Su preocupación encajaba con los objetivos y esfuerzos que desde mediados de la década de 1850 había ido adquiriendo un movimiento defensor del «higienismo», en el que convergían figuras de la medicina, la sociedad y la política. Se pretendía promover la salud desde la sociedad.

La medicina se fue abriendo a esta perspectiva social en la segunda mitad del siglo XIX, especialmente al desarrollarse los aspectos de prevención de la enfermedad, que vinieron a ordenarse en un cuerpo teórico-práctico de «higiene pública». Precisamente en 1875 Max von Pettenkofer (1818-1901), profesor en Múnich (Alemania), logró establecer el primer Instituto de Higiene que se conoce. La salud se iba convirtiendo en un tema colectivo, social, más allá de lo puramente personal, aunque en medio de dificultades sorprendentes. A comienzos de la década de 1860, todavía fracasó el médico húngaro Philippe-Ignace Semmelweis (1818-1865) en su lucha a favor de la limpieza y la esterilización de manos e instrumentos médicos en la práctica obstétrica. Semmelweis fue un descubridor no atendido que trataba de alertar sobre los riesgos que tenía la infección clínica que azotaba las salas de parto de los hospitales, donde innumerables mujeres parturientas morían de fiebres puerperales. Solo cuando los hallazgos de Louis Pasteur (1822-1895) y de Robert Koch (1843-1910) pusieron más allá de toda duda razonable la existencia de microbios, organismos microscópicos cuya acción sobre los organismos era patógena, cobraron nueva fuerza las tesis del médico húngaro, quien a raíz de su fracaso había terminado sus días en un manicomio. Los hallazgos de los microbios, de las vacunas, la lucha contra las epidemias, las técnicas de esterilización e higiene, no eran simples hallazgos de una ciencia en expansión, sino un conjunto de factores que determinarían la emergencia de una nueva mentalidad médica: la «mentalidad etiopatológica», que vino a sustituir a la anatomo-patológica precedente.

Fue un cambio esencial. Como ha escrito Laín,

no (…) es fácil imaginar la fabulosa impresión que en los médicos del último cuarto del siglo XIX produjo (la) larga serie de hallazgos etiológicos. La idea, por demás fundada, de que la medicina entraba en una etapa histórica nueva, y la ilusión, harto más discutible, de que la enfermedad infecciosa iba a desaparecer pronto de la superficie del planeta, alentaron en casi todas las mentes. No debe sorprender que se intentase construir una nosología etiopatológicamente orientada, rival de las que anatomopatólogos y fisiopatólogos habían propuesto en los decenios anteriores a Pasteur y Koch (Laín, 1963: 586-587).

[Datos de localización con un punto por instancia]
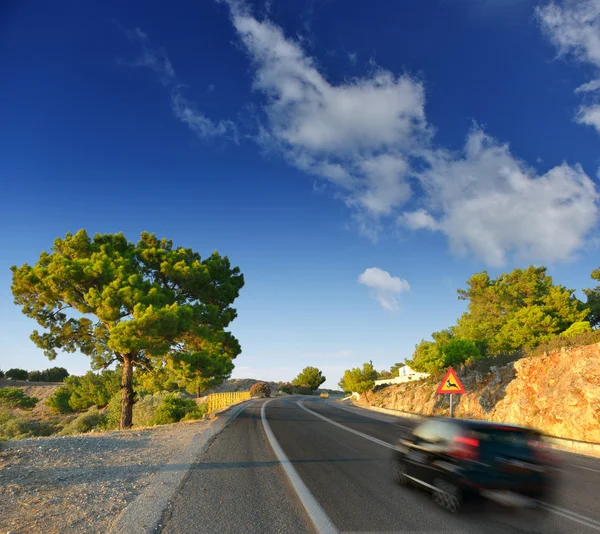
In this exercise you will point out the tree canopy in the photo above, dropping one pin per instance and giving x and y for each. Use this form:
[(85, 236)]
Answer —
[(518, 310), (359, 380), (132, 303), (593, 300), (311, 377)]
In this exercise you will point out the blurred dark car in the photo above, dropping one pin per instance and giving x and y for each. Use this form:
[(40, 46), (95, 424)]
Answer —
[(461, 459)]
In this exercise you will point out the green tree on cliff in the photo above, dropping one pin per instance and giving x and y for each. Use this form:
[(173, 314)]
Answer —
[(520, 309), (311, 377), (359, 380), (116, 301), (593, 300)]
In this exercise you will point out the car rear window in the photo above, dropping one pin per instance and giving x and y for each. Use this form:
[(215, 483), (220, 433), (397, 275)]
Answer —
[(505, 436)]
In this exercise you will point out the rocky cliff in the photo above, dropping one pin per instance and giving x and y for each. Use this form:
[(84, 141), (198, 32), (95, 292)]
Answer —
[(557, 393)]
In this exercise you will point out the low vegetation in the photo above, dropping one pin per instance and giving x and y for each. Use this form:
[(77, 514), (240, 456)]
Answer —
[(519, 314), (262, 389)]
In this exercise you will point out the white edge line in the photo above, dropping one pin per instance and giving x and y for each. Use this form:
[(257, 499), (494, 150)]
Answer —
[(586, 468), (366, 436), (592, 523), (314, 510)]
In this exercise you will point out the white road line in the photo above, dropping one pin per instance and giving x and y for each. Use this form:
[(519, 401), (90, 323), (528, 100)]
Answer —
[(586, 468), (314, 510), (591, 523), (587, 521), (366, 436)]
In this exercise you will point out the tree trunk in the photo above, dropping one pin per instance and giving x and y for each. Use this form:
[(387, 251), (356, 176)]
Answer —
[(127, 393)]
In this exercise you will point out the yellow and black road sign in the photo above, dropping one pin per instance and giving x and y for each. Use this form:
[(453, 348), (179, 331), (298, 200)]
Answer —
[(451, 383)]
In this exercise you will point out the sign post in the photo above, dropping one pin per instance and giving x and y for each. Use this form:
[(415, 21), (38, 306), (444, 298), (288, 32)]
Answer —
[(449, 386)]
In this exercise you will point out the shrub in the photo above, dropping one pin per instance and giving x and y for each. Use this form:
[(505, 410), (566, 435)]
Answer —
[(16, 398), (459, 351), (113, 412), (84, 423), (16, 427), (196, 413), (17, 374), (92, 389), (576, 329), (172, 409), (261, 388), (287, 388), (58, 402)]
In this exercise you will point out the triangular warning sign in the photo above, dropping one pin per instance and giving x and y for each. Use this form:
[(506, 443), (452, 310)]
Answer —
[(451, 383)]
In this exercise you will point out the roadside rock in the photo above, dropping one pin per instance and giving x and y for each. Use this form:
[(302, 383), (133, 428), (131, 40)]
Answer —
[(557, 393)]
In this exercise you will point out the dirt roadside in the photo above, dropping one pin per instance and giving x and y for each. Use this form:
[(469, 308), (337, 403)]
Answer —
[(81, 483)]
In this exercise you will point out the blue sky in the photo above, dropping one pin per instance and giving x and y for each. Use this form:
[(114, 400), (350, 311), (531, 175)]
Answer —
[(358, 164)]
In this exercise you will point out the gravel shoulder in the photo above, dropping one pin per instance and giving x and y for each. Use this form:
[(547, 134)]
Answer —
[(82, 483)]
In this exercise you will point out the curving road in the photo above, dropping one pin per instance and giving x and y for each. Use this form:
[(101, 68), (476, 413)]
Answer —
[(338, 460)]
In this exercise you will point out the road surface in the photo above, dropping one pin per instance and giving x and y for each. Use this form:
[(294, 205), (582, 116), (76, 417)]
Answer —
[(339, 463)]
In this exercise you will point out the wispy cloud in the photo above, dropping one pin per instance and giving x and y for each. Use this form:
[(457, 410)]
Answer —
[(185, 110), (384, 287), (573, 26), (490, 204), (368, 140)]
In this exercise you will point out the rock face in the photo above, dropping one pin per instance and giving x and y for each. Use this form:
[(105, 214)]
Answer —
[(558, 393)]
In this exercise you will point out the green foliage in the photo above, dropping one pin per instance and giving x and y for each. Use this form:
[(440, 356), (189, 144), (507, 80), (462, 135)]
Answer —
[(359, 380), (84, 423), (198, 412), (172, 409), (428, 356), (113, 300), (311, 377), (576, 329), (286, 388), (198, 372), (17, 374), (155, 380), (593, 300), (93, 389), (395, 369), (260, 388), (383, 375), (58, 402), (16, 398), (13, 426), (521, 309), (460, 351), (55, 374)]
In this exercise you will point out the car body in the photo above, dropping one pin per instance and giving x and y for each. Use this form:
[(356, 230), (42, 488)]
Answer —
[(460, 458)]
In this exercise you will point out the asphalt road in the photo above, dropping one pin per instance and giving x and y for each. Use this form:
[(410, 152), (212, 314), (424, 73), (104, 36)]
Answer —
[(239, 485)]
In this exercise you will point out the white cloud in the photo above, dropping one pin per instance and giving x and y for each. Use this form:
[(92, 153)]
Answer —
[(588, 87), (418, 220), (574, 29), (366, 137), (356, 135), (384, 286), (157, 60), (573, 26), (491, 204), (589, 115)]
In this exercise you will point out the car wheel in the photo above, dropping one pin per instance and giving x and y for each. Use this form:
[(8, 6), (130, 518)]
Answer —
[(447, 495), (399, 472)]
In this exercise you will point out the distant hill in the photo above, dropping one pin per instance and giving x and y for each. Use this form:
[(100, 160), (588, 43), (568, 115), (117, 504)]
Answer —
[(243, 384)]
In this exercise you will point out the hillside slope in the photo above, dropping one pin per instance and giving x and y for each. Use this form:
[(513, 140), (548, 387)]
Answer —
[(557, 393)]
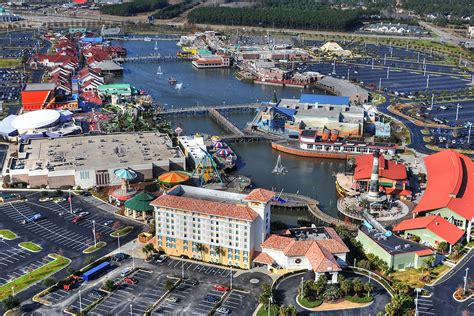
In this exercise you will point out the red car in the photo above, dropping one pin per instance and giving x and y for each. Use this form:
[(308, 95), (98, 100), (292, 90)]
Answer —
[(130, 280), (222, 288)]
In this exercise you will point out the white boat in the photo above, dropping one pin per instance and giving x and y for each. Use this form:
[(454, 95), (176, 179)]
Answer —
[(279, 168)]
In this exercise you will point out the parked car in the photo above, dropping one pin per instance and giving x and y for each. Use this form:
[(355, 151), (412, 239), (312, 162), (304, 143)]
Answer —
[(172, 299), (161, 258), (126, 271), (130, 280), (220, 287), (118, 257), (223, 310), (192, 281), (212, 298), (96, 294)]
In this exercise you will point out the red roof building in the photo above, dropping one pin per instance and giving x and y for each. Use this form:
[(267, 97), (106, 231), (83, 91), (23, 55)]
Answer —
[(431, 229), (393, 177), (449, 189)]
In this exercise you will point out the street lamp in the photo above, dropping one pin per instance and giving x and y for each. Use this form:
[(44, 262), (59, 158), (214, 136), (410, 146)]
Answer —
[(465, 281)]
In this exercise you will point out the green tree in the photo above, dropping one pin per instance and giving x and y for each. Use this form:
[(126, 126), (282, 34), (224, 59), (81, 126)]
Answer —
[(357, 285), (10, 302), (368, 287)]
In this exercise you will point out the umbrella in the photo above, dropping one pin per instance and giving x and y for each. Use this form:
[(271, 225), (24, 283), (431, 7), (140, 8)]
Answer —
[(173, 177), (224, 152), (218, 145)]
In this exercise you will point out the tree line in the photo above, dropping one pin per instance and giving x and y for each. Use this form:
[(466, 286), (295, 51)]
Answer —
[(134, 7), (316, 17)]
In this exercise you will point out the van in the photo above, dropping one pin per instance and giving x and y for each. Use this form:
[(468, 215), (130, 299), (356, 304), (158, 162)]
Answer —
[(126, 271)]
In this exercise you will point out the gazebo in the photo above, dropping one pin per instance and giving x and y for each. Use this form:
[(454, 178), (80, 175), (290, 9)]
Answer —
[(139, 206), (172, 178), (125, 192)]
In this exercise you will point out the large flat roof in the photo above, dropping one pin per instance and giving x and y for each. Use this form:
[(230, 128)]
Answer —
[(98, 152)]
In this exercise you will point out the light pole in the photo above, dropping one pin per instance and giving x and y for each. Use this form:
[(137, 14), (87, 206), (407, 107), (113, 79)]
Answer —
[(93, 232), (465, 281), (80, 301)]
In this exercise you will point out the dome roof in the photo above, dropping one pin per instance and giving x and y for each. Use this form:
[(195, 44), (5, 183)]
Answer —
[(35, 119)]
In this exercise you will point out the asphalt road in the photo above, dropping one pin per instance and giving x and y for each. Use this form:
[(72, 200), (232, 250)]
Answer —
[(286, 291), (442, 302)]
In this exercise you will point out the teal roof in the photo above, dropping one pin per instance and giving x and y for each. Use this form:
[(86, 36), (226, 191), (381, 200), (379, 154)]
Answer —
[(141, 202)]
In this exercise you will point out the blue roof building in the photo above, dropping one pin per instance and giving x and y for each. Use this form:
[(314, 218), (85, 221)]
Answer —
[(324, 100)]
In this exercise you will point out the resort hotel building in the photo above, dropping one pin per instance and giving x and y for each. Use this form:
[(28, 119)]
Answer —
[(211, 225)]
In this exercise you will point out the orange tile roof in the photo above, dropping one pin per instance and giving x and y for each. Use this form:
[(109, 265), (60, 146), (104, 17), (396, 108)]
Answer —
[(242, 212), (435, 224), (260, 195), (388, 169), (262, 257), (450, 184)]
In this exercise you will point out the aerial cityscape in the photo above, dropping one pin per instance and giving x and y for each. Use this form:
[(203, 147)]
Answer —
[(237, 157)]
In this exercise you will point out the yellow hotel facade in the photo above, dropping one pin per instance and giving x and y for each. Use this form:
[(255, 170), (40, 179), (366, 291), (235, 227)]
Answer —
[(212, 226)]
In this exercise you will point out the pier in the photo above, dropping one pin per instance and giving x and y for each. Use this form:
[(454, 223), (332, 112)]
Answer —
[(296, 201)]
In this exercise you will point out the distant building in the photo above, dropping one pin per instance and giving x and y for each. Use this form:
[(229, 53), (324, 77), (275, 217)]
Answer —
[(212, 226), (318, 249), (395, 28), (396, 252), (449, 189), (432, 230), (89, 161)]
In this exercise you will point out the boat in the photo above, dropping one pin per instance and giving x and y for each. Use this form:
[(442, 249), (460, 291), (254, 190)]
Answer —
[(159, 72), (310, 144), (279, 168)]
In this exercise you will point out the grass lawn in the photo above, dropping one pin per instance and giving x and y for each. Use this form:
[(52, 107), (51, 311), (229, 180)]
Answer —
[(99, 245), (34, 276), (9, 62), (309, 304), (263, 310), (7, 234), (30, 246), (122, 232)]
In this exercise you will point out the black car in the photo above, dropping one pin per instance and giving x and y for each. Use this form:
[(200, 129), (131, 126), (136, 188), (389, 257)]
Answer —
[(192, 281), (96, 294)]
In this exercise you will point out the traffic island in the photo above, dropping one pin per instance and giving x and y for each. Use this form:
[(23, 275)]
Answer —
[(122, 232), (98, 246), (30, 246), (7, 234), (35, 276)]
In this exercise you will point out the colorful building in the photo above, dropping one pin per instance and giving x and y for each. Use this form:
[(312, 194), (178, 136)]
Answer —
[(318, 249), (211, 225), (449, 189), (393, 179), (431, 230), (398, 253)]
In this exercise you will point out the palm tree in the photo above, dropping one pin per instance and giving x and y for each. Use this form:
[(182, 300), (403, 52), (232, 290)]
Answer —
[(368, 287), (357, 286)]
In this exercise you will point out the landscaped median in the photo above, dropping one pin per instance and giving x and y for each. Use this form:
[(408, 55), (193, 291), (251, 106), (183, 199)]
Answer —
[(122, 231), (34, 276), (99, 245), (7, 234), (30, 246)]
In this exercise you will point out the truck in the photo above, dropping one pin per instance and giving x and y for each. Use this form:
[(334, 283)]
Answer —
[(32, 218)]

## Instrucciones
¿Cómo queda el fragmento del texto sobre la higiene que empieza con "Fue un cambio" y termina con "(Laín, 1963: 586-587)." si sustituyes "fabulosa" por "extraordinaria"? El listado es material aparte y no guarda relación con el texto.

## Solución escrita
Fue un cambio esencial. Como ha escrito Laín,

no (…) es fácil imaginar la extraordinaria impresión que en los médicos del último cuarto del siglo XIX produjo (la) larga serie de hallazgos etiológicos. La idea, por demás fundada, de que la medicina entraba en una etapa histórica nueva, y la ilusión, harto más discutible, de que la enfermedad infecciosa iba a desaparecer pronto de la superficie del planeta, alentaron en casi todas las mentes. No debe sorprender que se intentase construir una nosología etiopatológicamente orientada, rival de las que anatomopatólogos y fisiopatólogos habían propuesto en los decenios anteriores a Pasteur y Koch (Laín, 1963: 586-587).